DATA TO PROCESS:
· · · · ·
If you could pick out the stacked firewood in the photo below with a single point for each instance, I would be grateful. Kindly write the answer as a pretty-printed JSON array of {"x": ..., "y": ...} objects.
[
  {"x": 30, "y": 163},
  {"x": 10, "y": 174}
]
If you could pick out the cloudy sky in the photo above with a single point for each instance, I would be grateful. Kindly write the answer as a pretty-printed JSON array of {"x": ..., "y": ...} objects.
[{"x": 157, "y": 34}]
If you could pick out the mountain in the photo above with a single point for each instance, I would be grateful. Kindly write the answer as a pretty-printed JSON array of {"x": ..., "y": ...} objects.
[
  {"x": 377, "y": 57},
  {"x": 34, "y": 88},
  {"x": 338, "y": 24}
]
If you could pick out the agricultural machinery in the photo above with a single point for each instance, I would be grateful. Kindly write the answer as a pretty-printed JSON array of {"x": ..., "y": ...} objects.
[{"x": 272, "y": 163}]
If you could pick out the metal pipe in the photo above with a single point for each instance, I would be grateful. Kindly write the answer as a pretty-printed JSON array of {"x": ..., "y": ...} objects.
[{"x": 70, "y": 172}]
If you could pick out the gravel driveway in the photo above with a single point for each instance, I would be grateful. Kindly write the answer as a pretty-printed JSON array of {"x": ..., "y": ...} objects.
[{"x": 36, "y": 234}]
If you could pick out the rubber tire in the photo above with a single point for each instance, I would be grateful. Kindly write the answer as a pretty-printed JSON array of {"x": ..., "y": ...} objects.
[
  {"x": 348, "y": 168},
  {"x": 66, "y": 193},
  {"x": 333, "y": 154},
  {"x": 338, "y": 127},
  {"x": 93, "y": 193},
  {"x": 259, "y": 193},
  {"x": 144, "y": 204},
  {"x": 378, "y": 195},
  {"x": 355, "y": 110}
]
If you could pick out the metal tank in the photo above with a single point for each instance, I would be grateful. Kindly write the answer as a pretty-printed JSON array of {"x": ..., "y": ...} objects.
· · · · ·
PROBLEM DESCRIPTION: Return the material exactly as it stands.

SOLVED EXERCISE:
If you could pick out the stacked firewood in the photo below with a single point for each instance, I would be grateful. Kindly write the answer as a pretty-printed JSON array of {"x": ..., "y": ...} objects.
[
  {"x": 30, "y": 163},
  {"x": 10, "y": 174}
]
If you could pick out the cloudy sky in the photo above with a single point for each instance, I would be grateful. Kindly write the answer as a pretty-printed JSON array of {"x": ..., "y": ...} objects.
[{"x": 157, "y": 34}]
If you could pick out the mountain in the photo above with a single point for each instance, I would be grateful. Kindly write the answer as a pretty-printed JSON array of {"x": ..., "y": ...} objects.
[
  {"x": 377, "y": 57},
  {"x": 34, "y": 88},
  {"x": 338, "y": 24}
]
If you could pick out the agricultural machinery in the photo above with a single point for each instance, I would be grateful. Kindly write the answer as a pretty-printed JSON array of {"x": ..., "y": ...} objects.
[{"x": 272, "y": 163}]
If you could pick out the metal pipe in the photo above with a single point for each instance, I would be grateful. Kindly write the answer as a pretty-printed JSON array of {"x": ..., "y": ...} objects.
[{"x": 70, "y": 172}]
If you could pick out the gravel driveway in the photo above with a single point for each instance, I would be grateful. Kindly write the answer as a pretty-printed JSON array of {"x": ..., "y": ...} objects.
[{"x": 36, "y": 234}]
If you could pick out the rubber tire in the photo above with a single point for each instance, I would be grateful. Kindly write the answer as a pretty-printed JSON array of {"x": ..., "y": ...} objects.
[
  {"x": 348, "y": 168},
  {"x": 66, "y": 193},
  {"x": 333, "y": 154},
  {"x": 338, "y": 127},
  {"x": 93, "y": 193},
  {"x": 259, "y": 193},
  {"x": 144, "y": 204},
  {"x": 378, "y": 195},
  {"x": 355, "y": 110}
]
If you could pick out the metal tank in the photo above with a single point for each instance, I would be grateful. Kindly write the answer as a pretty-printed JSON array of {"x": ..., "y": ...} objects.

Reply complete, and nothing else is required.